● Quoted text:
--*--
EU-US productivity gap: new insights based on recent corporate data


Raquel Ortega-Argilés, IN+ Center for Innovation, Technology and Policy Research Instituto Superior Técnico (IST)

With the exclusion of the short-term turbulence associated with the current recession, starting from the early '90s, a persistent divide both in terms of economic growth, labour productivity growth and total factor productivity growth can be found between the US and the EU. Previous empirical literature has found robust evidence of a positive and significant impact of R&D on firm performance, measured by different proxies according to the data availability. The literature also shows that the R&D vs firm productivity relationship differs between sectors (high-tech versus low-tech, manufacturing versus services); regions and time periods. The paper is aimed to disentangle some of the conclusions addressed by previous evidence and other complementary hypotheses that the literature has neglected using a more comprehensive sample of EU and US firms for an extended period of years.
The analysis conducted here is based on a longitudinal unbalanced panel of microdata extracted from a variety of sources, including companies’ annual reports. The sample is constructed by companies that account R&D costs belonging to US and EU 27. The final panel comprises 2,777 companies for the period (1990-2008). The results of the paper were obtained through an econometric analysis using panel methodologies, taking into account the sectoral, country and time dimensions of the available microdata.
--*--
● Work to do:
• A. Give the stretch of the productivity-gap text from "EU-US productivity gap: new" through "Superior Técnico (IST)" again, substituting "firm-level data" for "corporate data".
• B. Resume the productivity-gap text where it stops, writing what follows its last sentence.

● Data excerpts:
--*--
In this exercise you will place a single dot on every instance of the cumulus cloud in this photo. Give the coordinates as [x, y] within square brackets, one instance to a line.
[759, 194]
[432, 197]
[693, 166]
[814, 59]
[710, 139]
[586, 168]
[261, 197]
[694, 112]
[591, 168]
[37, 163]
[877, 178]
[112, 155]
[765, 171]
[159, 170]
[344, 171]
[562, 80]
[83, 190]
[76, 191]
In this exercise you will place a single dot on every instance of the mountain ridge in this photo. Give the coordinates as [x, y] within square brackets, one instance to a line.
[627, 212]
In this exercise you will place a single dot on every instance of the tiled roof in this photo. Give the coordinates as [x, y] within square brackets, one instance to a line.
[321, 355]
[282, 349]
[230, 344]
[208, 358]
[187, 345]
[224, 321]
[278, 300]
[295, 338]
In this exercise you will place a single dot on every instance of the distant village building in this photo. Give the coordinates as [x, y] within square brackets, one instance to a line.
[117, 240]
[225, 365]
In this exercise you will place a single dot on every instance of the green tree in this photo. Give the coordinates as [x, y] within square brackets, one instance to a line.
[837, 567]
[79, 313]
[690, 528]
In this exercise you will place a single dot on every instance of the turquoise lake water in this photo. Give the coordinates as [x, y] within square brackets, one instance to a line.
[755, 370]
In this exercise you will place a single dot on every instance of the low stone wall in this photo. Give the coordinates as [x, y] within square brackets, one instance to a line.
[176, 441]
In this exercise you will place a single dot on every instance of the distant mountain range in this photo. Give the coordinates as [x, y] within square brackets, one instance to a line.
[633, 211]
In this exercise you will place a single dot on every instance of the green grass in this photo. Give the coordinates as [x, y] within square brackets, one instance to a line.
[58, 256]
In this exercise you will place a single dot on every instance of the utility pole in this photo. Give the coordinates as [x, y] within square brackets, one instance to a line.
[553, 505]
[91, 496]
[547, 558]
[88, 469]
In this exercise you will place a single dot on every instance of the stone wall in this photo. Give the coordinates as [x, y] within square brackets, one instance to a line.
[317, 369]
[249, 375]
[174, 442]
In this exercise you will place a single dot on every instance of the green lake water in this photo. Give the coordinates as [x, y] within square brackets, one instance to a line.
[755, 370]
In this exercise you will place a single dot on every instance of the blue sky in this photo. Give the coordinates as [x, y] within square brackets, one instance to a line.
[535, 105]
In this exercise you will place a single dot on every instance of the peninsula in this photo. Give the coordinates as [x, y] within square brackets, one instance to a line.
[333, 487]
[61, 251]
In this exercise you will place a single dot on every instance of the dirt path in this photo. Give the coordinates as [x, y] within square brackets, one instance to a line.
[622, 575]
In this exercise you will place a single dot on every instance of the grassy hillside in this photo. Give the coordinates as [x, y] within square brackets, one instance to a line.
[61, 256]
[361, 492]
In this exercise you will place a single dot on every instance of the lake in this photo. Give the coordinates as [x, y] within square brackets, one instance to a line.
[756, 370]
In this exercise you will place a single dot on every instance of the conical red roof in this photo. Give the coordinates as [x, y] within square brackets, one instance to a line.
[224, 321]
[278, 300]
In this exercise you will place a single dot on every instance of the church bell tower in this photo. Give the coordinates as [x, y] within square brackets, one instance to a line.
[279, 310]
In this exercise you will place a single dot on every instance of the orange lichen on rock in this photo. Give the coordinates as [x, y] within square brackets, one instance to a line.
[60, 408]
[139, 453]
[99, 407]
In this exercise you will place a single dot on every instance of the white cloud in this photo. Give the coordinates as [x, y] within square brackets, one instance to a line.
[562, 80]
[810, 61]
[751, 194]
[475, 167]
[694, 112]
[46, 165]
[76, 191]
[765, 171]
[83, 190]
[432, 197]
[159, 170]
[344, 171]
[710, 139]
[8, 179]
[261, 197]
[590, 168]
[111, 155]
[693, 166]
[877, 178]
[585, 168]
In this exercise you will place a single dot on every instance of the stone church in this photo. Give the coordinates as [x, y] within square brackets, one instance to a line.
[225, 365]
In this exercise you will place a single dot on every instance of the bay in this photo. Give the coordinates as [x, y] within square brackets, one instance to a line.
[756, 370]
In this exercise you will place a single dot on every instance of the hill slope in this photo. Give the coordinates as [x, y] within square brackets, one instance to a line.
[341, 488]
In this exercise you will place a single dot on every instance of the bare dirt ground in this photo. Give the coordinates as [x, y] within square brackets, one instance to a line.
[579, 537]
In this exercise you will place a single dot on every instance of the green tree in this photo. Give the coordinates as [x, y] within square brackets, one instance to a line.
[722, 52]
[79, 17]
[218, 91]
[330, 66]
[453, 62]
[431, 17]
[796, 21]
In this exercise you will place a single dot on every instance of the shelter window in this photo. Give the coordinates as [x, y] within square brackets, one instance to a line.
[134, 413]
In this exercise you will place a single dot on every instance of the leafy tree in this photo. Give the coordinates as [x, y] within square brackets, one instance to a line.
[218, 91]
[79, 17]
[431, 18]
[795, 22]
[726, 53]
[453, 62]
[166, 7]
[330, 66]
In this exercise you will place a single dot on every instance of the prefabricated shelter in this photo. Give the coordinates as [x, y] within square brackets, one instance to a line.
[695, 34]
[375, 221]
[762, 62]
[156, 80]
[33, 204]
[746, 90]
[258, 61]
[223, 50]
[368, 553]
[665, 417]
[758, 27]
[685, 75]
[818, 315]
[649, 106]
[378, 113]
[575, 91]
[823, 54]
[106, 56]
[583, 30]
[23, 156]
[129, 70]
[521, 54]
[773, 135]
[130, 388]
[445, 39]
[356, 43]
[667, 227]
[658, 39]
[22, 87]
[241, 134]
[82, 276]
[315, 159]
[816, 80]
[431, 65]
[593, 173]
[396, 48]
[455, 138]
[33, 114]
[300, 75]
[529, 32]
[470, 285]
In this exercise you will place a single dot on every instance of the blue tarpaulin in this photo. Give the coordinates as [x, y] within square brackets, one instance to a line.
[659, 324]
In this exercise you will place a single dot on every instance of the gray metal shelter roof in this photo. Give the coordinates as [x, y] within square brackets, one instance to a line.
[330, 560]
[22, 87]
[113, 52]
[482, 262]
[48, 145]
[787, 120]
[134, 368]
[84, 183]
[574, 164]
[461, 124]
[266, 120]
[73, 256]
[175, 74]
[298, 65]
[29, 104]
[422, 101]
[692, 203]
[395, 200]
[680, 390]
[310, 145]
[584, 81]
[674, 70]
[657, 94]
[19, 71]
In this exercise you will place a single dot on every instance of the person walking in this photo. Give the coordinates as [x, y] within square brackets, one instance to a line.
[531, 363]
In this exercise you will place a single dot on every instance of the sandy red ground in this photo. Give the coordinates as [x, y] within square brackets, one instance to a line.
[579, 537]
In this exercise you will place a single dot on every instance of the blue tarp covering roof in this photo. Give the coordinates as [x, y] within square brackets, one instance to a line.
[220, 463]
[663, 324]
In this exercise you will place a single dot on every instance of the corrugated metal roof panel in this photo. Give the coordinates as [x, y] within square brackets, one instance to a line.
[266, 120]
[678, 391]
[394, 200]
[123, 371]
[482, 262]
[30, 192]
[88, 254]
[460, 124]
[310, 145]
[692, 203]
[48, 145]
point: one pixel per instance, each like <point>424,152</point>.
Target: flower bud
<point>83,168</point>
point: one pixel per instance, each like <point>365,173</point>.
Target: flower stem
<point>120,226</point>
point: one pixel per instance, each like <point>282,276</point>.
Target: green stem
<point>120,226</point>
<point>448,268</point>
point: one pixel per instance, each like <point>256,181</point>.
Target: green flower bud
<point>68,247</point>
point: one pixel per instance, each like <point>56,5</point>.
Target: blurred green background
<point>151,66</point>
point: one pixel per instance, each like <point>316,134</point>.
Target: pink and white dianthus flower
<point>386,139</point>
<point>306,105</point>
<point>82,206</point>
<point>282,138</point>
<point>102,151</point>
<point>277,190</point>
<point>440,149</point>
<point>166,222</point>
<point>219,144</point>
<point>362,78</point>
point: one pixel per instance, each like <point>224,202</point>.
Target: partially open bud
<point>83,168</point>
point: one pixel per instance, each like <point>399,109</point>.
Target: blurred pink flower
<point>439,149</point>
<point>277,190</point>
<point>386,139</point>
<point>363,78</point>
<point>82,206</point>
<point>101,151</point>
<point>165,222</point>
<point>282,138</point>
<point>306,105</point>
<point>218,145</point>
--*--
● Replies:
• A.
EU-US productivity gap: new insights based on recent firm-level data


Raquel Ortega-Argilés, IN+ Center for Innovation, Technology and Policy Research Instituto Superior Técnico (IST)

• B.
Consistently with the previous literature, we found robust evidence of a positive and significant impact of R&D on productivity. Interestingly enough, the US revealed an advantage similar to the one emerged for the intangible R&D investments; thus, US firms resulted more efficient in getting productivity gains both from the R&D and the physical capital investments.
The obtained results show that the US economy is uniformly more efficient in getting productivity advantages from investments in R&D activities; while this is obvious for the whole economy, the efficiency gap is confirmed separately in services and manufacturing and – within manufacturing – both in the high-tech sectors and in the other industrial sectors. Hence, the transatlantic divide is not only a matter either of a lower R&D investment in Europe or of a European industrial structure specialised in middle and low-tech sectors. Summarizing, just increasing R&D is a necessary but not sufficient policy if the overall increase in productivity is the target.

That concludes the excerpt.